>>>>>

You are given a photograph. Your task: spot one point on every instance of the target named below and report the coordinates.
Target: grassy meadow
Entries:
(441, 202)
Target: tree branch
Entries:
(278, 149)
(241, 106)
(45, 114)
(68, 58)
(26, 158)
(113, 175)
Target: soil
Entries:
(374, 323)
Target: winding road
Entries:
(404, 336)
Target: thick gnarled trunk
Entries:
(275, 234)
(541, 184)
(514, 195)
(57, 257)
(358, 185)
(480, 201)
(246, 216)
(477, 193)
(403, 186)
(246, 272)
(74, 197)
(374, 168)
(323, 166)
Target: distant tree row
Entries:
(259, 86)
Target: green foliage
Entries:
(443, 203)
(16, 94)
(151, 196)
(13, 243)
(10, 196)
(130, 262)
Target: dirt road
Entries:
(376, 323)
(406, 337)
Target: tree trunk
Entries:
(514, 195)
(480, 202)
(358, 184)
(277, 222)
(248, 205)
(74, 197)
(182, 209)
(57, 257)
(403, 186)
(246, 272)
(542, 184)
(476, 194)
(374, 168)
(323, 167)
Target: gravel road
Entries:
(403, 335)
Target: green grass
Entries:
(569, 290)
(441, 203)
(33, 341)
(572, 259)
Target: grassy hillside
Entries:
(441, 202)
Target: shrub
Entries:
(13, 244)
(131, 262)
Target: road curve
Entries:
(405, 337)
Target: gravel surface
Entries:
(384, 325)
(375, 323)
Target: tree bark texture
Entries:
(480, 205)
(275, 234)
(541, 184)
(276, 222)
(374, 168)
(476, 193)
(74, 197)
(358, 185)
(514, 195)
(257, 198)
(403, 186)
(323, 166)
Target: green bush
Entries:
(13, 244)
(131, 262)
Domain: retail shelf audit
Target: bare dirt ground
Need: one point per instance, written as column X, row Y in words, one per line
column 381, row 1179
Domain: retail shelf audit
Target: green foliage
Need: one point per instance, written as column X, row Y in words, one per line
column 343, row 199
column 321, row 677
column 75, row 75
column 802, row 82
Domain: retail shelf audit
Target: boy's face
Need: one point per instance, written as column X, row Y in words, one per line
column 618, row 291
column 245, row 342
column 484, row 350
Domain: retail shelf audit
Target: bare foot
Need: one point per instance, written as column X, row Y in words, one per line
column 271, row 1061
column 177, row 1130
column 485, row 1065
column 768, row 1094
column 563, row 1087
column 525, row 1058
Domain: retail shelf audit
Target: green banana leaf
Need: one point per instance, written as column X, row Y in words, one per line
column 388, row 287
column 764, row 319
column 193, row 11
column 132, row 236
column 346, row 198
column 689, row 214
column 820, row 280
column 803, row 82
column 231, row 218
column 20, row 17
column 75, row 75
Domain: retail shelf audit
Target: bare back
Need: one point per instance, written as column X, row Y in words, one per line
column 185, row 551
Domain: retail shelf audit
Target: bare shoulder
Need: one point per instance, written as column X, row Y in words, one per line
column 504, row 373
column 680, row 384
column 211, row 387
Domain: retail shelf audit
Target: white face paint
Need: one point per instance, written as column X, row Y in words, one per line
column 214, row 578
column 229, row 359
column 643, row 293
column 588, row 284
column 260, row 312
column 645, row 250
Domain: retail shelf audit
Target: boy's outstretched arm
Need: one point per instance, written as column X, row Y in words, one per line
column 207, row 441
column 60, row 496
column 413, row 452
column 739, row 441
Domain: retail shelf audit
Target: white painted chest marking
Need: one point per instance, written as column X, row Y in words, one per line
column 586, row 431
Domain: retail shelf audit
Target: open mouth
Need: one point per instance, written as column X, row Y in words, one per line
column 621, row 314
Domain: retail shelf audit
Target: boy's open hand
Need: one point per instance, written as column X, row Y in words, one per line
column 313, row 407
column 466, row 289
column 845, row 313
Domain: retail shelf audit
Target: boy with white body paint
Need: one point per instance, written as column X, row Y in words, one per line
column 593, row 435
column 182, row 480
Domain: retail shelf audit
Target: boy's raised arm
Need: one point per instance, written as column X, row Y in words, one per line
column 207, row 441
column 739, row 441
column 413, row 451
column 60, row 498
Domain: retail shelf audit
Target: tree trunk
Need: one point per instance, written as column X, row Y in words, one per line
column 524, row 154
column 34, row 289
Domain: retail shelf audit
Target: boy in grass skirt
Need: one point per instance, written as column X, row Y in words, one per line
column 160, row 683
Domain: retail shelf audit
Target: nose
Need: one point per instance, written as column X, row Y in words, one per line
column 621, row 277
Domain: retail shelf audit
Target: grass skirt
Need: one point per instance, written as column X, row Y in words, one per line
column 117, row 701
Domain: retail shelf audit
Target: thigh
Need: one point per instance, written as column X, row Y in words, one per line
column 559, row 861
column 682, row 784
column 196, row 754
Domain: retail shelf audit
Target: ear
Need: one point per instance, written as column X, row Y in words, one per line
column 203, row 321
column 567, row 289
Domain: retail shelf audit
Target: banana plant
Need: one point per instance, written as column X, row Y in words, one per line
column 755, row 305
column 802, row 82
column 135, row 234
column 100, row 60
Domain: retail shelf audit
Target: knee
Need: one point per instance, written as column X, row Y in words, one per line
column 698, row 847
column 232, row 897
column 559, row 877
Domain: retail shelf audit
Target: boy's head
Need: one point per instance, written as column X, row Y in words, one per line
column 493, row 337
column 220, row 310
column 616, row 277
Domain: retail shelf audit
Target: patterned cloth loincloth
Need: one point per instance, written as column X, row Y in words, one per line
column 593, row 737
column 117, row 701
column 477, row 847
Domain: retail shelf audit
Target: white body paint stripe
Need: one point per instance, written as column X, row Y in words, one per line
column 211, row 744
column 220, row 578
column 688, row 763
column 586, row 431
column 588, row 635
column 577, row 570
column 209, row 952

<<<<<

EXERCISE DIRECTIONS:
Rewrite every line of the listing above as a numbered list, leaving out any blank lines.

RESPONSE TO THIS TASK:
1. You are given a photograph. Your task: spot one point on every instance of the target named below and report the coordinates.
2. Target: grassy meadow
3. Entries:
4. (441, 202)
5. Target: tree branch
6. Entries:
7. (278, 149)
8. (241, 106)
9. (45, 114)
10. (68, 58)
11. (26, 158)
12. (113, 175)
13. Target: soil
14. Entries:
15. (374, 323)
16. Target: winding road
17. Entries:
18. (404, 336)
19. Target: thick gnarled trunk
20. Entries:
21. (275, 234)
22. (541, 184)
23. (514, 195)
24. (57, 257)
25. (358, 185)
26. (480, 201)
27. (246, 216)
28. (477, 193)
29. (403, 186)
30. (246, 272)
31. (74, 197)
32. (374, 168)
33. (323, 166)
34. Target: distant tree row
35. Entries:
36. (259, 86)
37. Target: green foliage
38. Entries:
39. (443, 203)
40. (16, 94)
41. (151, 196)
42. (13, 243)
43. (10, 196)
44. (130, 262)
45. Target: dirt road
46. Entries:
47. (376, 323)
48. (406, 337)
49. Target: tree trunk
50. Entries:
51. (514, 195)
52. (480, 202)
53. (358, 184)
54. (277, 222)
55. (248, 205)
56. (74, 197)
57. (182, 209)
58. (57, 257)
59. (403, 186)
60. (246, 272)
61. (542, 184)
62. (476, 194)
63. (374, 168)
64. (323, 167)
65. Target: gravel road
66. Entries:
67. (403, 335)
68. Target: green grass
69. Entries:
70. (569, 290)
71. (441, 203)
72. (33, 341)
73. (572, 259)
74. Target: grassy hillside
75. Entries:
76. (441, 202)
77. Target: shrub
78. Entries:
79. (13, 244)
80. (131, 262)
81. Target: road curve
82. Entries:
83. (405, 337)
84. Target: gravel surface
85. Entries:
86. (384, 325)
87. (375, 323)
88. Target: tree bark texture
89. Entries:
90. (480, 205)
91. (275, 234)
92. (541, 184)
93. (276, 222)
94. (374, 168)
95. (476, 193)
96. (74, 197)
97. (358, 185)
98. (514, 195)
99. (257, 198)
100. (403, 186)
101. (323, 166)
102. Target: green bush
103. Entries:
104. (13, 244)
105. (131, 262)
106. Domain: retail shelf audit
107. Target: bare dirt ground
108. Need: one point per instance, written as column X, row Y in words, one per line
109. column 381, row 1179
110. Domain: retail shelf audit
111. Target: green foliage
112. Need: one point per instance, written as column X, row Y in words, one per line
113. column 343, row 199
114. column 321, row 677
115. column 75, row 75
116. column 802, row 82
117. Domain: retail shelf audit
118. Target: boy's face
119. Need: one point per instance, written as column X, row Y in words, one per line
120. column 618, row 291
121. column 245, row 342
122. column 484, row 350
123. Domain: retail shelf audit
124. Target: bare foot
125. Need: one point per instance, written as column X, row Y in words, one per line
126. column 271, row 1061
127. column 177, row 1130
128. column 485, row 1065
129. column 768, row 1094
130. column 563, row 1087
131. column 525, row 1058
132. Domain: retail shelf audit
133. Target: green banana leaf
134. Need: one point per instance, written as column X, row Y in words, one per line
135. column 388, row 287
136. column 764, row 319
137. column 193, row 11
138. column 132, row 236
139. column 346, row 198
140. column 689, row 214
141. column 820, row 280
142. column 803, row 82
143. column 231, row 218
144. column 20, row 17
145. column 75, row 75
146. Domain: retail shelf audit
147. Target: bare back
148. Need: one point per instance, written as column X, row Y in words, one per line
149. column 185, row 551
150. Domain: retail shelf audit
151. Target: bare shoulder
152. Need: one point per instance, written as column X, row Y in words, one per line
153. column 504, row 373
154. column 680, row 384
155. column 211, row 387
156. Domain: retail shelf audit
157. Target: white face paint
158. Need: one point per instance, written as column X, row Y in words, one per line
159. column 214, row 578
160. column 229, row 359
161. column 643, row 293
162. column 588, row 284
163. column 260, row 312
164. column 645, row 250
165. Domain: retail shelf audit
166. Target: boy's outstretched arm
167. Need: one point per instance, written as column X, row Y in words, one per line
168. column 207, row 441
169. column 60, row 496
170. column 413, row 452
171. column 739, row 441
172. Domain: retail shelf audit
173. Target: white painted chest marking
174. Need: one point per instance, written as column X, row Y in words, one per line
175. column 586, row 431
176. Domain: retail shelf audit
177. Target: open mouth
178. Need: one point per instance, written as column X, row Y in words, one per line
179. column 621, row 314
180. Domain: retail shelf audit
181. Target: boy's open hand
182. Need: one point per instance, written as column X, row Y in words, one per line
183. column 313, row 407
184. column 466, row 289
185. column 845, row 313
186. Domain: retail shelf audit
187. Target: boy with white body paint
188. Need: one point per instance, written as column X, row Y in words, one per line
189. column 593, row 435
190. column 182, row 480
191. Domain: retail shelf audit
192. Target: boy's raised arm
193. Need: one point per instance, written as column X, row Y in words, one per line
194. column 207, row 441
195. column 739, row 441
196. column 413, row 451
197. column 60, row 498
198. Domain: retail shelf audit
199. Target: tree trunk
200. Need: one point per instance, written as column X, row Y in words, one per line
201. column 524, row 154
202. column 34, row 289
203. Domain: retail shelf audit
204. Target: boy in grass skirt
205. Need: one point per instance, written as column X, row Y in words, one per line
206. column 160, row 683
207. Domain: retail shelf audit
208. Target: nose
209. Need: one point per instance, written as column X, row Y in words, one per line
210. column 621, row 277
211. Domain: retail shelf audit
212. Target: grass skirt
213. Need: one point per instance, written as column X, row Y in words, one per line
214. column 117, row 701
215. Domain: retail shelf audit
216. Target: thigh
217. Need: one point per instance, written as column X, row Y in words, one per line
218. column 559, row 861
219. column 682, row 784
220. column 196, row 754
221. Domain: retail shelf audit
222. Target: ear
223. Need: one point per instance, written as column X, row Y in words, one per line
224. column 203, row 321
225. column 567, row 289
226. Domain: retail shelf audit
227. Target: banana plant
228. Need: one point per instance, written as column X, row Y in words, one per line
229. column 755, row 305
230. column 802, row 82
231. column 135, row 234
232. column 100, row 60
233. Domain: retail shelf audit
234. Target: knee
235. Need: one point per instance, written as column X, row Y in words, one per line
236. column 698, row 847
237. column 232, row 897
238. column 559, row 877
239. Domain: retail shelf audit
240. Target: boy's head
241. Need: one point per instance, written as column X, row Y in words, one per line
242. column 493, row 337
243. column 220, row 310
244. column 616, row 277
245. Domain: retail shelf audit
246. Target: patterned cloth loincloth
247. Need: one point per instance, written as column X, row Y in words, one per line
248. column 593, row 737
249. column 117, row 701
250. column 477, row 847
251. Domain: retail shelf audit
252. Target: white body paint stripe
253. Need: one point per instance, written as column X, row Y in words, one per line
254. column 211, row 744
255. column 220, row 578
256. column 688, row 763
257. column 586, row 431
258. column 588, row 635
259. column 577, row 570
260. column 209, row 952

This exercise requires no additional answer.